* [Given exercise]
Please quote all of the data below verbatim, line for line.

* [Available data]
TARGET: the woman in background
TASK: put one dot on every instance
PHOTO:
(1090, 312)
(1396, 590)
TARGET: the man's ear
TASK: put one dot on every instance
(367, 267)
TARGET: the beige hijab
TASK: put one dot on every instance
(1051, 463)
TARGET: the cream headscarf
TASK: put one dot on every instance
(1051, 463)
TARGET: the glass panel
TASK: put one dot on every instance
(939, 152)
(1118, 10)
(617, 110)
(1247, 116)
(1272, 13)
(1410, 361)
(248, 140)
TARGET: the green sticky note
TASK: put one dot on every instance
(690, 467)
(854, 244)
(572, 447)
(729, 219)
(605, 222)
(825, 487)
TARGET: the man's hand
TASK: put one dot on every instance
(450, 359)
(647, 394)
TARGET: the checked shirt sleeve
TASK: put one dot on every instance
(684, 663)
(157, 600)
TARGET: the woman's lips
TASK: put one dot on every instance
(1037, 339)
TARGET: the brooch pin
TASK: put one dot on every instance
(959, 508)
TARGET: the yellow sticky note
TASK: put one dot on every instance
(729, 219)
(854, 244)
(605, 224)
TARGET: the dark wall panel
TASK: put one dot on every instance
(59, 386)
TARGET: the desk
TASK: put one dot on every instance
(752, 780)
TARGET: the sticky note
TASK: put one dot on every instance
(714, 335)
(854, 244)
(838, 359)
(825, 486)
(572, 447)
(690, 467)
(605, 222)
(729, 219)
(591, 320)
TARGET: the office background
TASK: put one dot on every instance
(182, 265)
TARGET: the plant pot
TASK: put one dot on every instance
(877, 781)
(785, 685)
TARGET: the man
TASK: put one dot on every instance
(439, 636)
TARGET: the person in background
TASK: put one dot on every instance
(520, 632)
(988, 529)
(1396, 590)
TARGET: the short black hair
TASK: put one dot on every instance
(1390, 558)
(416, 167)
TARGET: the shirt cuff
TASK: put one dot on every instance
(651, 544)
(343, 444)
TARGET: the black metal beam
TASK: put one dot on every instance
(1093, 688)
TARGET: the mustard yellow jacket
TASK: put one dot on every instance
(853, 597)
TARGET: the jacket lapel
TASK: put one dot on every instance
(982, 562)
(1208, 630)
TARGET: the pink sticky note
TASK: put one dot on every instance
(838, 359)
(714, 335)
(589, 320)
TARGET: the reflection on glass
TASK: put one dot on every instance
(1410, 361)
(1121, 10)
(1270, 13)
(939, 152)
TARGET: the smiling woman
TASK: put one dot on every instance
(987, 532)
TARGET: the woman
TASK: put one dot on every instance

* [Worked answer]
TARGET: the woman in background
TASK: put one dot on every instance
PHOTO:
(1090, 312)
(1396, 590)
TARGET: the man's ear
TASK: put one dot on every instance
(367, 267)
TARGET: the beige hijab
TASK: put one dot on every instance
(1051, 463)
TARGET: the cream headscarf
TASK: put one dot on every instance
(1051, 463)
TARGET: the glass panel
TASK: put one dot on every instance
(939, 152)
(1118, 10)
(617, 110)
(1247, 116)
(1272, 13)
(1410, 361)
(248, 140)
TARGET: the green sticky note
TASK: put one dot on every instance
(690, 467)
(854, 244)
(572, 447)
(729, 219)
(605, 222)
(825, 487)
TARGET: the man's hand
TASK: put one dot on every instance
(450, 359)
(647, 394)
TARGET: the checked shirt sleeve
TASK: put one dot on every instance
(684, 663)
(157, 600)
TARGET: the woman's lips
TASK: put one dot on every instance
(1037, 339)
TARGET: the brooch pin
TASK: put one dot on every instance
(959, 508)
TARGET: the yellow sticky note
TASK: put one dot on every instance
(729, 219)
(854, 244)
(605, 224)
TARGET: the dark wall panel
TASK: put one dot on every instance
(59, 386)
TARGET: the desk
TASK: put one dot on every instance
(752, 780)
TARGET: the sticky note
TASK: put one dot on every instance
(714, 335)
(854, 244)
(838, 359)
(825, 486)
(572, 447)
(690, 467)
(605, 222)
(729, 219)
(591, 320)
TARGET: the office background
TASK: put one dot on every instance
(182, 265)
TARGET: the plant pot
TASK: put one dot on every instance
(877, 781)
(785, 685)
TARGET: the man
TASK: put one dot on every instance
(439, 636)
TARGET: the person in background
TASK: put one dot on every instance
(520, 632)
(988, 529)
(1396, 590)
TARGET: the short black hair
TASK: put one dot on every instance
(1390, 558)
(416, 167)
TARGET: the shirt cuff
TASK: put one dot on every instance
(651, 544)
(343, 444)
TARGET: the black metal beam
TASK: put one dot on every instance
(1093, 688)
TARGET: the mustard yellow jacket
TASK: put one dot on every instance
(853, 597)
TARGET: the jacket lapel
TASK: put one dot on every instance
(982, 562)
(1208, 630)
TARGET: the pink sticky note
TASK: put one dot on every instance
(838, 359)
(714, 335)
(589, 320)
TARGET: the reflection on glass
TASK: put one dot on every instance
(1410, 361)
(1121, 10)
(1270, 13)
(939, 152)
TARGET: the smiling woman
TASK: put one dot on every instance
(987, 532)
TARGET: the woman
TASK: put one dot on every instance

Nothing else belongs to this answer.